··· Listed entries

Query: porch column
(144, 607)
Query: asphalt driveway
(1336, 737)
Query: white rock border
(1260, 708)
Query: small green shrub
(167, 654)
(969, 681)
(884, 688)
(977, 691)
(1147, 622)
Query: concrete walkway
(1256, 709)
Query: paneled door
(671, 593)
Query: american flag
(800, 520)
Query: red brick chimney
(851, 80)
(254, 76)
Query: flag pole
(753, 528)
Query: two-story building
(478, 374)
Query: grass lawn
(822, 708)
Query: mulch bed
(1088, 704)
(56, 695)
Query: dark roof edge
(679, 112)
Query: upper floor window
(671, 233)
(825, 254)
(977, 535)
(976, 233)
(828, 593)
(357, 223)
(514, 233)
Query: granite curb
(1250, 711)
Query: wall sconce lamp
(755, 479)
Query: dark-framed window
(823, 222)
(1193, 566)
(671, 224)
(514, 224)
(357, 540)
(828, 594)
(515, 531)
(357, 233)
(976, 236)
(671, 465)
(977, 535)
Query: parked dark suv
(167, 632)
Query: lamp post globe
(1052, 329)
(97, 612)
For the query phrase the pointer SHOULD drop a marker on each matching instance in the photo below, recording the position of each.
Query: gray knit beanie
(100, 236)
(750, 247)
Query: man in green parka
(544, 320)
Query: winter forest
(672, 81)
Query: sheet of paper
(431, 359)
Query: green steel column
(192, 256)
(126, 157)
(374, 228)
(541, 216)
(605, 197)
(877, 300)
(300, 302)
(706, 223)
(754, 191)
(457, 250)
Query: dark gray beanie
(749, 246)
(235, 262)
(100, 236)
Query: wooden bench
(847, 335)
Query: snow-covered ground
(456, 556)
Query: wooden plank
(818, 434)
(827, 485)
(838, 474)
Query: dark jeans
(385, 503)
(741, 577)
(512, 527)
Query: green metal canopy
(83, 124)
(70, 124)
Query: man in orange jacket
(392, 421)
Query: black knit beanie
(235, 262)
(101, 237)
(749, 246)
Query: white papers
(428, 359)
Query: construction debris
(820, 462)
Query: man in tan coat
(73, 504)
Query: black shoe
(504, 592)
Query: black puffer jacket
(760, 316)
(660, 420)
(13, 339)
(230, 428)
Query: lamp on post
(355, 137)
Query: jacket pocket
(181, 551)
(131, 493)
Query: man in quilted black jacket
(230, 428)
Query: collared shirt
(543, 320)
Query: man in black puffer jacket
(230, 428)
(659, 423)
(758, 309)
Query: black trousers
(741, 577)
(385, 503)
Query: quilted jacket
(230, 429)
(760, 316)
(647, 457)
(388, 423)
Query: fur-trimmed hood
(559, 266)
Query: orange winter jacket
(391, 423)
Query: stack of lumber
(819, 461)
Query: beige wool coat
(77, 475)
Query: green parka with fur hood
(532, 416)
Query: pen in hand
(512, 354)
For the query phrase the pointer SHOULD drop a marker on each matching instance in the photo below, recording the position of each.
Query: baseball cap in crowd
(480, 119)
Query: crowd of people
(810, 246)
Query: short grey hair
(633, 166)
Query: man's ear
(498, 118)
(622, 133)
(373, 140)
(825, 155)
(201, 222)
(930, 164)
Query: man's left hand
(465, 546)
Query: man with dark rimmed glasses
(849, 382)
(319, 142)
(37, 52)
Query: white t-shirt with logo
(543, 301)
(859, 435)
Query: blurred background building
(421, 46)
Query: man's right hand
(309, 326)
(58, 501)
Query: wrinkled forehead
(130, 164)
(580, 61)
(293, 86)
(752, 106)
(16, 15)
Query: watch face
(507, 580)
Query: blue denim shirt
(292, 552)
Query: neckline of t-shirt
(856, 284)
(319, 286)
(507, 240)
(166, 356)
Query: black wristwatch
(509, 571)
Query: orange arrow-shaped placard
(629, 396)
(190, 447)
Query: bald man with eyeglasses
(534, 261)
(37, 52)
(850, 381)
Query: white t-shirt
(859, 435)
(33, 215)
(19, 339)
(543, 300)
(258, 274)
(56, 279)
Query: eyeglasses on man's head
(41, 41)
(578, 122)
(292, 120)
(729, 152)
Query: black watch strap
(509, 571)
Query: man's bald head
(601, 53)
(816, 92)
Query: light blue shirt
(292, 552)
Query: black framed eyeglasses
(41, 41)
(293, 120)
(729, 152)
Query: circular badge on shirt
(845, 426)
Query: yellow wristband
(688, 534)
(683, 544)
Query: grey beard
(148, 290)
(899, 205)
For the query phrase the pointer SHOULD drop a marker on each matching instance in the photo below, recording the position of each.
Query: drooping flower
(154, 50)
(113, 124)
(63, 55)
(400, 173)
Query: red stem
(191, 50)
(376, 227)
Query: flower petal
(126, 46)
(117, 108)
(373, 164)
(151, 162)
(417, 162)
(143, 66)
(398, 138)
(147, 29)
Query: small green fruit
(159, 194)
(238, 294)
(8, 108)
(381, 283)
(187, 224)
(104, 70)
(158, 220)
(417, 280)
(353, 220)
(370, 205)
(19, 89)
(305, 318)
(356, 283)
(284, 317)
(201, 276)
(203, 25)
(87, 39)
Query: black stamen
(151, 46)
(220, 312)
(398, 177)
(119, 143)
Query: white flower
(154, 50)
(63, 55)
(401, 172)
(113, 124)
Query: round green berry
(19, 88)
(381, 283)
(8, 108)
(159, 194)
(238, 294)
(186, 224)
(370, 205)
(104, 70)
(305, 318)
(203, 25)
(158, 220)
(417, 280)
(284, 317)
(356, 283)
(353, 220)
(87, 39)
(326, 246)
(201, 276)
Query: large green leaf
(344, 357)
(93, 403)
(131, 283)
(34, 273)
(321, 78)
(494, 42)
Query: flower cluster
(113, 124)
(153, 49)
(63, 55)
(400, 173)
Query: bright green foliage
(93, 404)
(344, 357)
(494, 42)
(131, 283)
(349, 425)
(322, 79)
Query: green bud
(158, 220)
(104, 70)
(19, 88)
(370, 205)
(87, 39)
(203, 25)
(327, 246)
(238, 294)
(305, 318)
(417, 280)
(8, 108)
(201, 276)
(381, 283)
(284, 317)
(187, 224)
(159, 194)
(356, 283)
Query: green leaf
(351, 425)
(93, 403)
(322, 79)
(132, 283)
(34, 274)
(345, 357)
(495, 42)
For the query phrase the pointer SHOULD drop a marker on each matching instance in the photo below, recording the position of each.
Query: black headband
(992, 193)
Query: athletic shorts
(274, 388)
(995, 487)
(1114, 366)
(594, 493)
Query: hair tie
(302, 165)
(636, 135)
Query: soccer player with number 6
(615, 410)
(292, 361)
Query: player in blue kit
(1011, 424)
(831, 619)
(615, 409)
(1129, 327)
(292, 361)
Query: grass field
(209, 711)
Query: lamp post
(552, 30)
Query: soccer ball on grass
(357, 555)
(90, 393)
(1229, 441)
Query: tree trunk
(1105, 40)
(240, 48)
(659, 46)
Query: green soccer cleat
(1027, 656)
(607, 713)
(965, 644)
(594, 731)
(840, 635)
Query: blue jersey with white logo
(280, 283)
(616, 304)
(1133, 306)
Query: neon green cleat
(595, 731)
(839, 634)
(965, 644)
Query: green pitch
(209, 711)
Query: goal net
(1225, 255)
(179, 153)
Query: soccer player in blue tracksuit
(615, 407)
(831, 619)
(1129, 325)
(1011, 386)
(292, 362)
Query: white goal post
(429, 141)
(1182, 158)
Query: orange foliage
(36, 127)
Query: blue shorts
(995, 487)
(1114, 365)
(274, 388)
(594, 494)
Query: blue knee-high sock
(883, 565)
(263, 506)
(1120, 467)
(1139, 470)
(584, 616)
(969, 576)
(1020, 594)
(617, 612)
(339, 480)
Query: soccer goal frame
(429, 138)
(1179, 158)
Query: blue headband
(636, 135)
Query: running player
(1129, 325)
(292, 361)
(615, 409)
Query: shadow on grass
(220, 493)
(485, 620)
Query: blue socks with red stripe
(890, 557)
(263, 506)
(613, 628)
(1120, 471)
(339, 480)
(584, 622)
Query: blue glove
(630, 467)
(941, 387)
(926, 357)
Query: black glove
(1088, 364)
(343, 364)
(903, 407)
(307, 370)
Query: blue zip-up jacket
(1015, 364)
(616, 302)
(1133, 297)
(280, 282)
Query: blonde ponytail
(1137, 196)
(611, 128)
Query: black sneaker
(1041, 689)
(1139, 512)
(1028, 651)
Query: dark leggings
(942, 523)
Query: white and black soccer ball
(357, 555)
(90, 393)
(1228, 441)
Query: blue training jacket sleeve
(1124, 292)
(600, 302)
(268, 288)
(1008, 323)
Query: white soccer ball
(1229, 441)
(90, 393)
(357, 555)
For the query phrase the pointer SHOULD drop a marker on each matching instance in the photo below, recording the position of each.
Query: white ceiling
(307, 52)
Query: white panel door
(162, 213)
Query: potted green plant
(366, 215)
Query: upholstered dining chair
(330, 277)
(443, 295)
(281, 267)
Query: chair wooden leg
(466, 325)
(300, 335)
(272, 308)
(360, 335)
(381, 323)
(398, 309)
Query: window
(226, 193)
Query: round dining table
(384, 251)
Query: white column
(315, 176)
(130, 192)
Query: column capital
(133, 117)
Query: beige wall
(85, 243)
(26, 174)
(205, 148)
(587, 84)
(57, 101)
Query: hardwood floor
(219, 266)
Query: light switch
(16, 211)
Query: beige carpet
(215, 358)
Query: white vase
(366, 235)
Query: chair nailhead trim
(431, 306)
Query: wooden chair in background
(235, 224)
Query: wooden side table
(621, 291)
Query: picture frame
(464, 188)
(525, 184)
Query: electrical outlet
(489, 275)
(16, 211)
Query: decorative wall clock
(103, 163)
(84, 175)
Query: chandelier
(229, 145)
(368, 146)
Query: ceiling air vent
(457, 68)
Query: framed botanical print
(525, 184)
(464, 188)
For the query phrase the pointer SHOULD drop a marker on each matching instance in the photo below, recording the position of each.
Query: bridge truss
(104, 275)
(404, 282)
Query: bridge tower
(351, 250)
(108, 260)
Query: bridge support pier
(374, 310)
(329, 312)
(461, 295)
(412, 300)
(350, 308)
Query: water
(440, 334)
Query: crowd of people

······

◆ Instruction
Each line from the one containing "Query: dark leggings" to the end of the records should be echoed exactly, and no other line.

◆ Answer to this exercise
Query: dark leggings
(942, 523)
Query: white and black soccer ball
(357, 555)
(90, 393)
(1228, 441)
Query: blue training jacket sleeve
(1124, 292)
(600, 302)
(268, 288)
(1008, 323)
Query: white soccer ball
(1229, 441)
(90, 393)
(357, 555)
For the query phrase the pointer SHOULD drop a marker on each matching instance in the photo below, recording the position of each.
Query: white ceiling
(307, 52)
Query: white panel door
(162, 213)
Query: potted green plant
(366, 215)
Query: upholstered dining chair
(330, 277)
(443, 295)
(281, 267)
Query: chair wooden leg
(466, 325)
(300, 335)
(272, 308)
(360, 335)
(381, 323)
(398, 309)
Query: window
(226, 193)
Query: round dining table
(384, 251)
Query: white column
(315, 176)
(130, 192)
Query: column capital
(133, 117)
Query: beige wall
(85, 243)
(26, 174)
(205, 148)
(587, 84)
(57, 101)
Query: hardwood floor
(219, 266)
Query: light switch
(16, 211)
Query: beige carpet
(215, 358)
Query: white vase
(366, 235)
Query: chair nailhead trim
(431, 306)
Query: wooden chair in background
(235, 224)
Query: wooden side table
(621, 291)
Query: picture frame
(464, 188)
(525, 184)
Query: electrical outlet
(489, 275)
(16, 211)
Query: decorative wall clock
(103, 163)
(84, 175)
Query: chandelier
(229, 145)
(368, 146)
Query: ceiling air vent
(457, 68)
Query: framed botanical print
(525, 184)
(464, 188)
For the query phrase the pointer SHOULD drop a marker on each matching instance in the photo below, recording the position of each.
Query: bridge truss
(104, 275)
(404, 282)
Query: bridge tower
(351, 250)
(108, 260)
Query: bridge support pier
(374, 310)
(329, 312)
(461, 295)
(412, 300)
(350, 308)
Query: water
(440, 334)
Query: crowd of people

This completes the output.